CONSIGNE DE L'EXERCICE
Pouvez-vous recopier en entier, sans la moindre modification, le texte ci-dessous sur le pouvoir des situations sur la personnalité ?

SECTION DE TEXTE
# # #

♦PP11 : Le pouvoir des situations sur la personnalité

La dernière fois nous commencions à explorer une nouvelle façon d’appréhender la personnalité à travers la méthode de l’ESM : il était découvert que lorsqu’on mesure notre personnalité plusieurs fois par jour, il s’avère que nous expérimentons à peu près tous les états de personnalité, à tel point que nous différons plus de nous-mêmes que des autres. Mais en même temps, notre moyenne d’état correspond à notre personnalité mesurée sur le questionnaire, ce qui démontre une signature personnelle qui néanmoins persiste dans le temps. La conception de la personnalité comme une disposition ne peut donc qu’être bouleversée.

Aujourd’hui, on voit plus en détail une étude qui nous montre comment les situations ont une influence sur notre personnalité, et que cette influence est propre à chacun.

# # #

LISTE DES DONNÉES
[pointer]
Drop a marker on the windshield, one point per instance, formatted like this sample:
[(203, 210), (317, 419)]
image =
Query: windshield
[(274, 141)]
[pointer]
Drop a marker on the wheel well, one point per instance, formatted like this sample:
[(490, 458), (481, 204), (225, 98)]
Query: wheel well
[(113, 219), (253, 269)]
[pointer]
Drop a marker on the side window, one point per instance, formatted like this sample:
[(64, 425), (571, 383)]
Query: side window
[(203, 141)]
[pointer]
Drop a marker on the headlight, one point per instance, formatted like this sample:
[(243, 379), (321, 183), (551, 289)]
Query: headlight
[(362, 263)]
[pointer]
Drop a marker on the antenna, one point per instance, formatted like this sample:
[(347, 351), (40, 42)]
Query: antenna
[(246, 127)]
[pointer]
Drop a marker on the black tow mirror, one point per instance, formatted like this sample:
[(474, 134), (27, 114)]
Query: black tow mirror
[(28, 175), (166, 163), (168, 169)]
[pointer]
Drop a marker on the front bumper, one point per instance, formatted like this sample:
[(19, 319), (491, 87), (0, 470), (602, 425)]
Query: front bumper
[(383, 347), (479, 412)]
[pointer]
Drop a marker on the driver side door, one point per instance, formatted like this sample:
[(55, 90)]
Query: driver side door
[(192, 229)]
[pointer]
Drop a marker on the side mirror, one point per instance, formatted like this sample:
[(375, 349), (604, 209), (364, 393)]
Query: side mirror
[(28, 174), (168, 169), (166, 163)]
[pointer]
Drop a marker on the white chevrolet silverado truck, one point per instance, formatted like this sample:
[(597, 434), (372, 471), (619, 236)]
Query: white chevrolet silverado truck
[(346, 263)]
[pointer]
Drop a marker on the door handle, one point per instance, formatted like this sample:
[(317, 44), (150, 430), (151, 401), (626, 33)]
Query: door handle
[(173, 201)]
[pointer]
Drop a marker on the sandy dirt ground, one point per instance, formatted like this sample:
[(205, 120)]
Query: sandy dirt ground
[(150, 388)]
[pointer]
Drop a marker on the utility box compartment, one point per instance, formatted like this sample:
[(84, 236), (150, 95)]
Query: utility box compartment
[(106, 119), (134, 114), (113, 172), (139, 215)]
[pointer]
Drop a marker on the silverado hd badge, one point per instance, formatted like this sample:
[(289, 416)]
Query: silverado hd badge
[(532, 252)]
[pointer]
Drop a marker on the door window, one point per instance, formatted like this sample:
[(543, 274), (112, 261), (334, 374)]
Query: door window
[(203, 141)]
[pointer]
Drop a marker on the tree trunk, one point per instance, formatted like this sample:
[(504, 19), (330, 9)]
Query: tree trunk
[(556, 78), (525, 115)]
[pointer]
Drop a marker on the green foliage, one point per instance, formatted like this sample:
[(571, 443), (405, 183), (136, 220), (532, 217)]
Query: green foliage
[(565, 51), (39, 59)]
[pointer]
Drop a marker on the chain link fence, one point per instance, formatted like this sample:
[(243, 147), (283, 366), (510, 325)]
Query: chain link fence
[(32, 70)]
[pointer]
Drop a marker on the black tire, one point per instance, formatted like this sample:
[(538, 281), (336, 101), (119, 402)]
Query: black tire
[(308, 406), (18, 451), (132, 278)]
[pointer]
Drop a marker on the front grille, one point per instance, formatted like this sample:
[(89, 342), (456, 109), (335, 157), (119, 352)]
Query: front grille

# # #

LA SOLUTION
♦PP11 : Le pouvoir des situations sur la personnalité

La dernière fois nous commencions à explorer une nouvelle façon d’appréhender la personnalité à travers la méthode de l’ESM : il était découvert que lorsqu’on mesure notre personnalité plusieurs fois par jour, il s’avère que nous expérimentons à peu près tous les états de personnalité, à tel point que nous différons plus de nous-mêmes que des autres. Mais en même temps, notre moyenne d’état correspond à notre personnalité mesurée sur le questionnaire, ce qui démontre une signature personnelle qui néanmoins persiste dans le temps. La conception de la personnalité comme une disposition ne peut donc qu’être bouleversée.

Aujourd’hui, on voit plus en détail une étude qui nous montre comment les situations ont une influence sur notre personnalité, et que cette influence est propre à chacun.